### [Written exercise]
Put every line of the records below into a Markdown table with the columns Row and Line. Number the rows in order and leave out blank lines.

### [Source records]
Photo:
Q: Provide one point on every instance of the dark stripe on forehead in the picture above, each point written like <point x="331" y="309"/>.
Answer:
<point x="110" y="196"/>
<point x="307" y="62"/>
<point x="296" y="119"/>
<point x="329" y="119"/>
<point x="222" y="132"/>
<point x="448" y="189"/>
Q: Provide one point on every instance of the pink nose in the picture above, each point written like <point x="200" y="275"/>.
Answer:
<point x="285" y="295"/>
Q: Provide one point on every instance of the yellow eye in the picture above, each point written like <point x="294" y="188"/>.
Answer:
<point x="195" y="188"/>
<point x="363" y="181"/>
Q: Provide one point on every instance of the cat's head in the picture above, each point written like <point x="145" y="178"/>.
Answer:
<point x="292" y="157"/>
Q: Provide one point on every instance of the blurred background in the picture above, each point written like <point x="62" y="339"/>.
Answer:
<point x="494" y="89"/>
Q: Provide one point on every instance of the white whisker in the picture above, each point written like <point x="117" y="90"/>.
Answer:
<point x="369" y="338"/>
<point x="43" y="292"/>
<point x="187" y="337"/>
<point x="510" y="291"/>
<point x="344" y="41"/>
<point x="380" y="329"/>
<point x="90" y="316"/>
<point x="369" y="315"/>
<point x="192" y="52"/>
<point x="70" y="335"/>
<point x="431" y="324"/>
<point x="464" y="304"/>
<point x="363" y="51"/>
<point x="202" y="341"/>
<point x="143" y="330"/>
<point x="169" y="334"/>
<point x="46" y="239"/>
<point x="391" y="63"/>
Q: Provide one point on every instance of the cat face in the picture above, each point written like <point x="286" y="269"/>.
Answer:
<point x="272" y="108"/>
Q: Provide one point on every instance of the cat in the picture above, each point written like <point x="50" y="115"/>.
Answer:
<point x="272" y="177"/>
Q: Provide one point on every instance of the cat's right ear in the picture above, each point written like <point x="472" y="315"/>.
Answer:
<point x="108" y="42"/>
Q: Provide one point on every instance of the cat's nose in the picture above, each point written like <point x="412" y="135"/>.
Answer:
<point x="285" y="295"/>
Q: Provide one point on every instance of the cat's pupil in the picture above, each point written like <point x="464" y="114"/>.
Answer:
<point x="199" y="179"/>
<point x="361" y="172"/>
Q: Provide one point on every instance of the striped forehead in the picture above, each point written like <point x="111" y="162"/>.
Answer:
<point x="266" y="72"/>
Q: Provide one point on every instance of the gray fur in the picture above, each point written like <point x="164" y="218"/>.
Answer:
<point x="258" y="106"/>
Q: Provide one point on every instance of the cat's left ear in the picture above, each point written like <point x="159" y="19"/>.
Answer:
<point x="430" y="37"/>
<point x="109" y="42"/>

### [Answer for this exercise]
| Row | Line |
|---|---|
| 1 | Photo: |
| 2 | Q: Provide one point on every instance of the dark stripe on forehead in the picture above, each point written like <point x="331" y="309"/>. |
| 3 | Answer: |
| 4 | <point x="110" y="196"/> |
| 5 | <point x="307" y="62"/> |
| 6 | <point x="296" y="119"/> |
| 7 | <point x="329" y="119"/> |
| 8 | <point x="222" y="132"/> |
| 9 | <point x="448" y="189"/> |
| 10 | Q: Provide one point on every instance of the pink nose in the picture above, each point written like <point x="200" y="275"/>. |
| 11 | Answer: |
| 12 | <point x="285" y="295"/> |
| 13 | Q: Provide one point on every instance of the yellow eye in the picture above, each point written like <point x="294" y="188"/>. |
| 14 | Answer: |
| 15 | <point x="195" y="188"/> |
| 16 | <point x="363" y="181"/> |
| 17 | Q: Provide one point on every instance of the cat's head in the picture above, each point written like <point x="145" y="178"/>. |
| 18 | Answer: |
| 19 | <point x="292" y="157"/> |
| 20 | Q: Provide one point on every instance of the blurred background in the picture above, each point written like <point x="62" y="339"/>. |
| 21 | Answer: |
| 22 | <point x="494" y="89"/> |
| 23 | Q: Provide one point on every instance of the white whisker in the picture above, each point written like <point x="117" y="90"/>. |
| 24 | Answer: |
| 25 | <point x="369" y="338"/> |
| 26 | <point x="43" y="292"/> |
| 27 | <point x="187" y="337"/> |
| 28 | <point x="510" y="291"/> |
| 29 | <point x="344" y="41"/> |
| 30 | <point x="380" y="329"/> |
| 31 | <point x="90" y="316"/> |
| 32 | <point x="369" y="315"/> |
| 33 | <point x="192" y="52"/> |
| 34 | <point x="70" y="335"/> |
| 35 | <point x="431" y="324"/> |
| 36 | <point x="464" y="304"/> |
| 37 | <point x="363" y="51"/> |
| 38 | <point x="202" y="341"/> |
| 39 | <point x="143" y="330"/> |
| 40 | <point x="169" y="334"/> |
| 41 | <point x="46" y="239"/> |
| 42 | <point x="391" y="63"/> |
| 43 | Q: Provide one point on every instance of the cat face in the picture above, each point written like <point x="286" y="269"/>. |
| 44 | Answer: |
| 45 | <point x="272" y="108"/> |
| 46 | Q: Provide one point on every instance of the cat in the picture above, each point written like <point x="50" y="115"/>. |
| 47 | Answer: |
| 48 | <point x="272" y="177"/> |
| 49 | Q: Provide one point on every instance of the cat's right ear in the picture above, each point written like <point x="472" y="315"/>. |
| 50 | Answer: |
| 51 | <point x="108" y="42"/> |
| 52 | Q: Provide one point on every instance of the cat's nose in the picture above, each point written like <point x="412" y="135"/>. |
| 53 | Answer: |
| 54 | <point x="285" y="295"/> |
| 55 | Q: Provide one point on every instance of the cat's pupil in the picture above, each point written like <point x="464" y="114"/>. |
| 56 | Answer: |
| 57 | <point x="199" y="179"/> |
| 58 | <point x="361" y="172"/> |
| 59 | Q: Provide one point on every instance of the striped forehead in the picture above, each point written like <point x="111" y="162"/>. |
| 60 | Answer: |
| 61 | <point x="266" y="72"/> |
| 62 | Q: Provide one point on every instance of the gray fur in the picture above, each point written like <point x="164" y="218"/>. |
| 63 | Answer: |
| 64 | <point x="258" y="106"/> |
| 65 | Q: Provide one point on every instance of the cat's left ear in the picture above, each point written like <point x="159" y="19"/>. |
| 66 | Answer: |
| 67 | <point x="430" y="37"/> |
| 68 | <point x="109" y="42"/> |